Problem to solve: Show each line of the records below that contains the word "beige", copying every such line in full. Case counts.

Dataset content:

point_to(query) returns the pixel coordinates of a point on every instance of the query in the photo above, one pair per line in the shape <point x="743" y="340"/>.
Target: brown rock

* * *

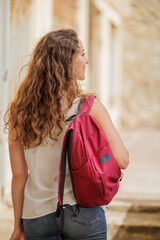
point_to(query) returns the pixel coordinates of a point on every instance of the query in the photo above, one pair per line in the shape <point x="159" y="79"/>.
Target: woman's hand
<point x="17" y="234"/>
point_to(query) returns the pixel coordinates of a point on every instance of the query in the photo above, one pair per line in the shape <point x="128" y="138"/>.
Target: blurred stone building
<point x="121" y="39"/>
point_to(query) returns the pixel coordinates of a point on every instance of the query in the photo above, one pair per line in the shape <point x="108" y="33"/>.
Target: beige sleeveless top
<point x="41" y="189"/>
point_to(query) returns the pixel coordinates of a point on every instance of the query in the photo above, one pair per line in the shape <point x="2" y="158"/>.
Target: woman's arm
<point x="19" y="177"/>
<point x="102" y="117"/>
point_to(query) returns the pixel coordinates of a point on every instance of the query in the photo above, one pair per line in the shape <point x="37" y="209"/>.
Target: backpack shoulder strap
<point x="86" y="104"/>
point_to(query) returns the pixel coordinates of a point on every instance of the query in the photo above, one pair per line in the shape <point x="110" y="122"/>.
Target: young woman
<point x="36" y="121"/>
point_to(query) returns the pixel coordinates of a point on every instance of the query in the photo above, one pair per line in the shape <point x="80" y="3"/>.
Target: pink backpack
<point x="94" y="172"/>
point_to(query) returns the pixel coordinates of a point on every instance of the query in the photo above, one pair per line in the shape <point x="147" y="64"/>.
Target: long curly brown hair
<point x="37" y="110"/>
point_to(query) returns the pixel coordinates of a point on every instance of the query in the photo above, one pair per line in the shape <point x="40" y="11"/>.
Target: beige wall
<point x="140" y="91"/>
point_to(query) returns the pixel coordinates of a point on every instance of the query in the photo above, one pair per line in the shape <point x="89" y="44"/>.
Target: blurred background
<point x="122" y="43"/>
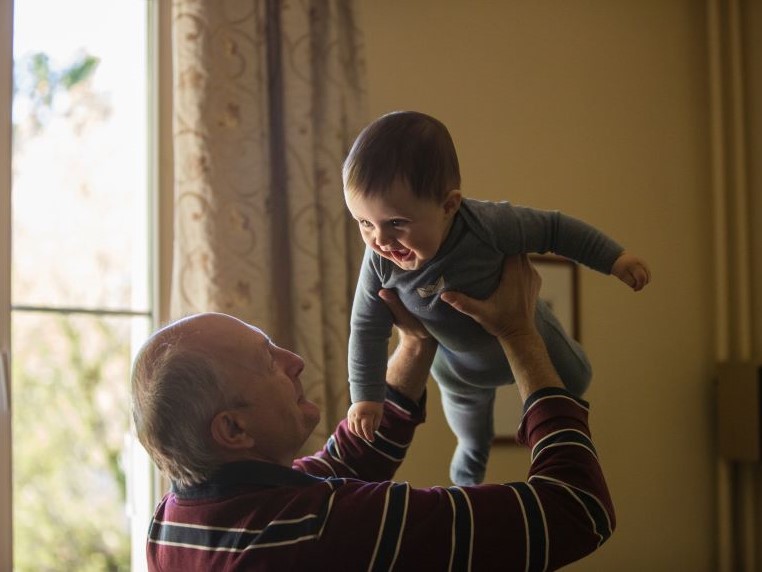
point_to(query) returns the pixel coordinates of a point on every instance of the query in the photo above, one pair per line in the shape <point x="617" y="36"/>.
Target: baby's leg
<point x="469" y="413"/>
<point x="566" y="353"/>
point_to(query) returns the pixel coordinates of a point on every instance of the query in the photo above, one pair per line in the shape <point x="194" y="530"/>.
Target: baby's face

The response:
Target: beige sleeveless top
Target: beige wall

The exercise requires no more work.